▸ EXCERPTED RECORDS:
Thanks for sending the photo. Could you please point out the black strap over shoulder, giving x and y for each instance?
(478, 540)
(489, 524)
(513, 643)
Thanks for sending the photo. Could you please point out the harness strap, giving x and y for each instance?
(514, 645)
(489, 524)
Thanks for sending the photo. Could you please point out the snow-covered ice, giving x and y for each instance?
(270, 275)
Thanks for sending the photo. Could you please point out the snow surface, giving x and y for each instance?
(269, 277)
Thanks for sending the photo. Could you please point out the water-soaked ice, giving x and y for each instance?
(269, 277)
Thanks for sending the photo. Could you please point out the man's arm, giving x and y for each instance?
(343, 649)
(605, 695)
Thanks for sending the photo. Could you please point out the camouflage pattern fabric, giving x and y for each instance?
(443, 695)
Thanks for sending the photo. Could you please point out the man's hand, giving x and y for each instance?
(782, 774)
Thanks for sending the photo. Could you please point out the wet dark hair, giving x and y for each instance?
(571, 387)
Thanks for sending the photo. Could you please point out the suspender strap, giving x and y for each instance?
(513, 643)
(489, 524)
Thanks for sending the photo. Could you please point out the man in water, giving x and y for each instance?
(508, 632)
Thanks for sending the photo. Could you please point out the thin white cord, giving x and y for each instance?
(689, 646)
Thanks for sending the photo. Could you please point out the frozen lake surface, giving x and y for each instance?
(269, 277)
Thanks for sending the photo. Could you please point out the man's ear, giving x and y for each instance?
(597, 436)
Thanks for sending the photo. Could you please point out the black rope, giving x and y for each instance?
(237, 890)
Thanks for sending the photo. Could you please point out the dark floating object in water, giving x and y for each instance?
==
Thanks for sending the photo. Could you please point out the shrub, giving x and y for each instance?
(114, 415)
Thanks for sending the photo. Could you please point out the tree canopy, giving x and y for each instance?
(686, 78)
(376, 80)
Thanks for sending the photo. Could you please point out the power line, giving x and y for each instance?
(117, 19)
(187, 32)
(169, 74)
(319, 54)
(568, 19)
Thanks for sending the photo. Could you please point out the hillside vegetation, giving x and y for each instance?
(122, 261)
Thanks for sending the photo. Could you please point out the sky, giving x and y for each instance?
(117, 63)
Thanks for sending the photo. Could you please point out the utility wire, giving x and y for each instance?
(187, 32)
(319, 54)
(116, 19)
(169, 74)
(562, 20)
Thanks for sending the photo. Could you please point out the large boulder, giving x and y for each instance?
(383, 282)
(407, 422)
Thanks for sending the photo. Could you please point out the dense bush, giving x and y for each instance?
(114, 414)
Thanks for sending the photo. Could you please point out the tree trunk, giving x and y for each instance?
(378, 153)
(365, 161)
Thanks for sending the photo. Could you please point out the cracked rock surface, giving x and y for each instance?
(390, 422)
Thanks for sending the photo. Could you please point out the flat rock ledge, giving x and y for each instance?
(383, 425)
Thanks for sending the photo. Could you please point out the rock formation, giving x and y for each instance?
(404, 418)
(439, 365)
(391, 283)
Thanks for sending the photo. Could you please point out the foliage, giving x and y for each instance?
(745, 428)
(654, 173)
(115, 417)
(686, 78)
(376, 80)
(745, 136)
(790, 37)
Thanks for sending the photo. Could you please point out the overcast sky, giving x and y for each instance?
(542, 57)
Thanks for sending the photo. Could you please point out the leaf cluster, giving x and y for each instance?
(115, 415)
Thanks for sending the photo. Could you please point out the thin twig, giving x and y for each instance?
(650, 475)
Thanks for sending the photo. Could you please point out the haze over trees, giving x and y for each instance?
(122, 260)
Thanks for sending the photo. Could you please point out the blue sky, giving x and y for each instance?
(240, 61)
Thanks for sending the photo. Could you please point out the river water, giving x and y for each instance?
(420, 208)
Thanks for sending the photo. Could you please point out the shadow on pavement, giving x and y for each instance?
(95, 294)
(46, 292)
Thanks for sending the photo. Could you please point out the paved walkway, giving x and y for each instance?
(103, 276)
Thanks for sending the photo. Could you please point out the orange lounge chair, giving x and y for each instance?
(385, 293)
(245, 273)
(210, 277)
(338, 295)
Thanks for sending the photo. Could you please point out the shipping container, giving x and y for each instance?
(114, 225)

▸ WHAT TO DO:
Could you set down, exactly as written, the lines above between the one holding "ear, giving x and y for each instance?" and the one holding "out the dark", inclusive, and nothing more?

▸ ANSWER BOX:
Thanks for sending the photo. Could you please point out the man's ear, giving x and y for each instance?
(597, 436)
Thanks for sending the photo. Could you please point out the black rope, giving x and y for each instance?
(237, 890)
Thanks for sending the photo. Could you please point out the dark floating object in water, giving x and y for each instance?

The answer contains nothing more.